──────── Information given ────────

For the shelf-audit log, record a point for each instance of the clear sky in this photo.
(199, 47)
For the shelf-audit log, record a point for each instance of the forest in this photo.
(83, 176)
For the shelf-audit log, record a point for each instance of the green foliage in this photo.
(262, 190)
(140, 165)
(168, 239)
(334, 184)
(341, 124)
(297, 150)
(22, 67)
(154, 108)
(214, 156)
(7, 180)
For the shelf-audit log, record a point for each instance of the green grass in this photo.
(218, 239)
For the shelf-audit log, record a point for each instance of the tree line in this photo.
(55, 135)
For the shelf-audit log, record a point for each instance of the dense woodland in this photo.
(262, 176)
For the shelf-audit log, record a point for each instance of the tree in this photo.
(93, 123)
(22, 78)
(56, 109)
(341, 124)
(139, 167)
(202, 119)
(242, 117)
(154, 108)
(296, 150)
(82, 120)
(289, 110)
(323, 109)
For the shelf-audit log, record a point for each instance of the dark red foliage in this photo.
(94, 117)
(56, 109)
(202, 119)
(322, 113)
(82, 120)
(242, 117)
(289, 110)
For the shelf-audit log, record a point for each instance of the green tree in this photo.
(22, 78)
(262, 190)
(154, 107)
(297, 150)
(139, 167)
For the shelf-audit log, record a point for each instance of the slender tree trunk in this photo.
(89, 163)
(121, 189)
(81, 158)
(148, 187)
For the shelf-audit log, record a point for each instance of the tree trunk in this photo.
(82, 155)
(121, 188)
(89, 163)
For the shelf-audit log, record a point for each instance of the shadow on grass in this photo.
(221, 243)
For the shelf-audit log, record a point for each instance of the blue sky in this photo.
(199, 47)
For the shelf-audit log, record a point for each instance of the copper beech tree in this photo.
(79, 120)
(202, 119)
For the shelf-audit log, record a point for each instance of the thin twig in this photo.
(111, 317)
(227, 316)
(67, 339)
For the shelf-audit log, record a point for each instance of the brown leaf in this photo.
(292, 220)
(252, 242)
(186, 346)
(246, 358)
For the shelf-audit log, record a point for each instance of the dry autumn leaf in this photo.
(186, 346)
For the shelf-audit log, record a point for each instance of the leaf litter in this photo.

────────

Please reproduce, word for word, every line from the line with "blue sky in this photo." to the final line above, including both ends.

Solution for this exercise:
For the shelf-audit log, record a point for each instance of the blue sky in this photo.
(199, 47)
For the shelf-audit log, record a point for each instance of the copper beech tree in this photo.
(79, 120)
(202, 119)
For the shelf-audit log, record a point for each instance of the thin twig in this photo.
(111, 317)
(227, 316)
(67, 339)
For the shelf-audit log, record a point for each instance of the brown leaf in this photo.
(292, 220)
(252, 242)
(186, 346)
(246, 358)
For the shelf-audit log, record a point for each instance of the dry autumn leaf in this photo.
(186, 346)
For the shelf-audit log, record a point for each instance of the leaf litter in this photo.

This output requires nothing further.